-- Start --

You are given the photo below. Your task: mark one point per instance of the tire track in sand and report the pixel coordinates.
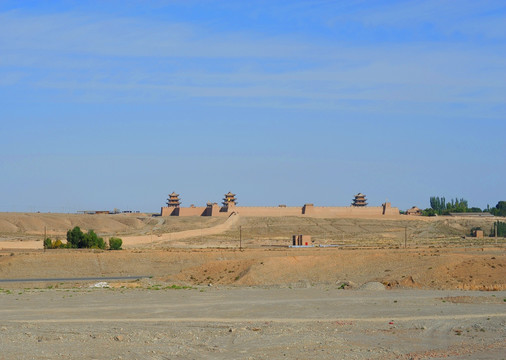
(134, 241)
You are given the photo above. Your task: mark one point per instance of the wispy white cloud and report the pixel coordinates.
(120, 59)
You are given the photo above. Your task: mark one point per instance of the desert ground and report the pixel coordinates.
(231, 288)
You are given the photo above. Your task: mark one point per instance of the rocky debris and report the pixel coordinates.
(372, 286)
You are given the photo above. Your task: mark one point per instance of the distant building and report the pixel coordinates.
(359, 200)
(173, 200)
(415, 211)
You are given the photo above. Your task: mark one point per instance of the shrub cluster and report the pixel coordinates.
(76, 239)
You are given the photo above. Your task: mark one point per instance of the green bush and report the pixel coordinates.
(48, 244)
(77, 239)
(115, 243)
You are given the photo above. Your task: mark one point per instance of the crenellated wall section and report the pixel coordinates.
(309, 210)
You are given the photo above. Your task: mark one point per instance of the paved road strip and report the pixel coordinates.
(77, 279)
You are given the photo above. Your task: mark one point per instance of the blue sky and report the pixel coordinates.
(108, 104)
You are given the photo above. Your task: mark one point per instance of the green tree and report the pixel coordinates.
(75, 238)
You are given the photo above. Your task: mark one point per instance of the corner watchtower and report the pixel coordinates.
(173, 200)
(229, 200)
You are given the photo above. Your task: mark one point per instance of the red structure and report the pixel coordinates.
(173, 200)
(359, 200)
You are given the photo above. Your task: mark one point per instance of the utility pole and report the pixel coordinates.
(405, 236)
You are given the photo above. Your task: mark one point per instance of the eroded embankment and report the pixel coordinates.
(473, 269)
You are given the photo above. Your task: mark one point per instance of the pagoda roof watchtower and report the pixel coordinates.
(359, 200)
(173, 200)
(229, 199)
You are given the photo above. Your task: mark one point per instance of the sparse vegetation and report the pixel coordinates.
(115, 243)
(77, 239)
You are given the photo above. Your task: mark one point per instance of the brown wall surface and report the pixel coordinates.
(192, 211)
(313, 211)
(268, 211)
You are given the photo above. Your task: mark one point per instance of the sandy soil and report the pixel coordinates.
(21, 230)
(205, 298)
(432, 268)
(250, 323)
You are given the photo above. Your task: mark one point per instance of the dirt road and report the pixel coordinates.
(250, 323)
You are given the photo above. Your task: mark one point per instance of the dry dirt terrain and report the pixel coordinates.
(199, 296)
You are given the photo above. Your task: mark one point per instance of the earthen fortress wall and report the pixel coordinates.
(306, 210)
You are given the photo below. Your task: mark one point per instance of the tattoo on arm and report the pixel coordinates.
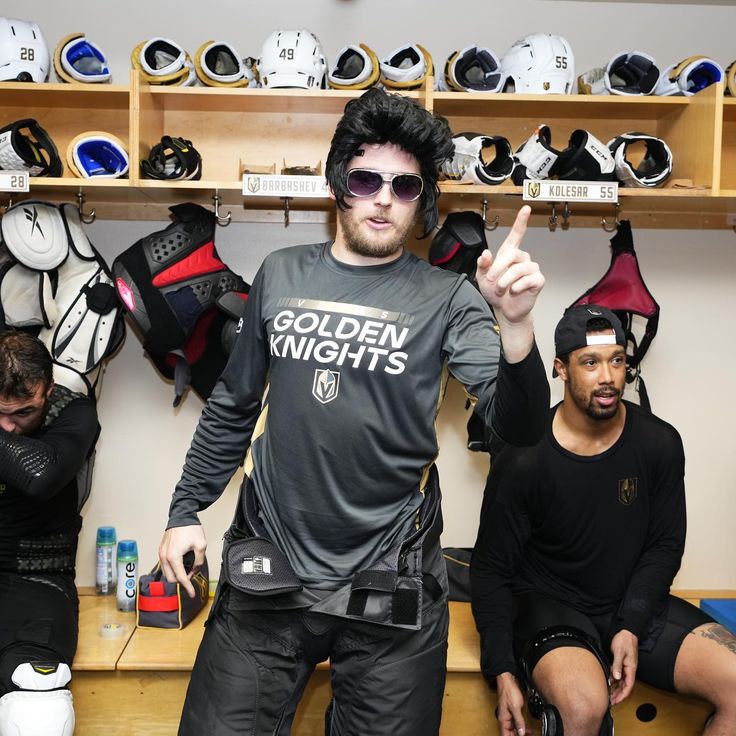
(720, 635)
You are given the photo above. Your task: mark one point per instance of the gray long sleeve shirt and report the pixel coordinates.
(334, 385)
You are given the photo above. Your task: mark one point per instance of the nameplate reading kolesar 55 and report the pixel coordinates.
(14, 181)
(283, 185)
(551, 190)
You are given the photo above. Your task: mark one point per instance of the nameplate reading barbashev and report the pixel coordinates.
(283, 185)
(14, 181)
(552, 190)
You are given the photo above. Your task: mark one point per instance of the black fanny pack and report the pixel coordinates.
(389, 592)
(251, 562)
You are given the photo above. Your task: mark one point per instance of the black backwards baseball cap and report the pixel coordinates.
(571, 332)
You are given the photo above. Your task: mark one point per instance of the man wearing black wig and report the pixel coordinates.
(333, 388)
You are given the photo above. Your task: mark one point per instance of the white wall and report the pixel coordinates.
(689, 368)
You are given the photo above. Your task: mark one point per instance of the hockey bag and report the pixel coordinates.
(182, 299)
(622, 290)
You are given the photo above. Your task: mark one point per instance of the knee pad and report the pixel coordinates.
(548, 714)
(39, 713)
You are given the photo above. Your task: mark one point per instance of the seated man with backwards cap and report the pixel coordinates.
(47, 433)
(580, 538)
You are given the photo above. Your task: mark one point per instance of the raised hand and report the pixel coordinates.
(511, 281)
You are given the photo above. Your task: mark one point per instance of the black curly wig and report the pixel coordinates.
(381, 117)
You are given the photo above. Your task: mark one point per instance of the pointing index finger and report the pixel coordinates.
(518, 230)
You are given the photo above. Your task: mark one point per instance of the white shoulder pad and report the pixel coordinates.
(37, 676)
(45, 713)
(26, 298)
(34, 234)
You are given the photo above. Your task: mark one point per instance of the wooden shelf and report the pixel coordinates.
(232, 127)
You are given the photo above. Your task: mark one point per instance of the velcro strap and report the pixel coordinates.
(159, 603)
(156, 587)
(537, 154)
(585, 159)
(173, 158)
(678, 69)
(593, 82)
(655, 166)
(384, 580)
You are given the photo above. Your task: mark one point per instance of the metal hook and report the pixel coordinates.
(86, 217)
(222, 221)
(488, 226)
(566, 212)
(612, 227)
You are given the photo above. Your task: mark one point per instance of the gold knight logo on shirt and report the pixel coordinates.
(326, 385)
(627, 489)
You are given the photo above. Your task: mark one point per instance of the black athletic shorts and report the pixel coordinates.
(38, 622)
(657, 651)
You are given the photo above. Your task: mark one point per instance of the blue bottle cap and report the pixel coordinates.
(106, 535)
(127, 548)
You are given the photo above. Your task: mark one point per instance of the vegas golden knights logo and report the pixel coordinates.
(627, 491)
(326, 385)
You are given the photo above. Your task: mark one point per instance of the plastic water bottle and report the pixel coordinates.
(105, 578)
(127, 587)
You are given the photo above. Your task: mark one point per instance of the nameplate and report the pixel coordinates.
(14, 181)
(283, 185)
(550, 190)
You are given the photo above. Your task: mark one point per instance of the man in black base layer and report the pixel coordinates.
(333, 387)
(46, 435)
(584, 533)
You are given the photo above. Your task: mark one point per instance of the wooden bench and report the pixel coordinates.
(135, 685)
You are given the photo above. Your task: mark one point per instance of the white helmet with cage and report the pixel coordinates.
(539, 64)
(293, 59)
(24, 55)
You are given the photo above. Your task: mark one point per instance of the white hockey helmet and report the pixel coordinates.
(24, 55)
(689, 76)
(77, 59)
(541, 63)
(293, 59)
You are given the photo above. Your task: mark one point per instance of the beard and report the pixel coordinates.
(380, 244)
(587, 404)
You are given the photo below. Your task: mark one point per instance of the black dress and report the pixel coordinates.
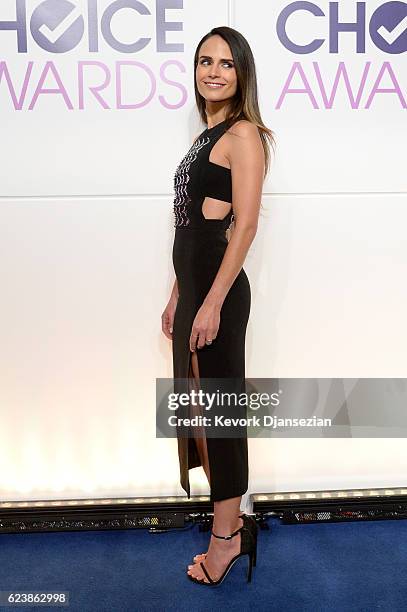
(199, 246)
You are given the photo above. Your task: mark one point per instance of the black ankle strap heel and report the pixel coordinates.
(247, 547)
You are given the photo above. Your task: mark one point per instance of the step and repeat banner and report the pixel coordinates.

-- End --

> **Goal**: Reproduce everything from the line containing "cage and report the pixel coordinates." down to the last line of the material, both included, and leave the pictures out.

> **Result of this exercise**:
You are given the photo above. Your task: mark one point per instance of the white helmet with cage and report the pixel coordinates.
(539, 64)
(293, 59)
(24, 55)
You are given the photo above. Your task: mark one point per instance of the white hockey helmet and report the pixel coordinates.
(24, 55)
(689, 76)
(77, 59)
(541, 63)
(293, 59)
You are given the photo above. Your task: mark one point per instance of the beard and report the pixel coordinates.
(380, 244)
(587, 404)
You are given the photo below. Your task: mark one point per instance of the black dress and report the pixel coordinates.
(199, 246)
You are given the photo above. Your task: mark one point per instance of the black ankle strap heel and report the pixel coordinates.
(247, 547)
You are given the photo above. Your task: mark one point per instance of the step and repeat banner and report the pixel coordinates.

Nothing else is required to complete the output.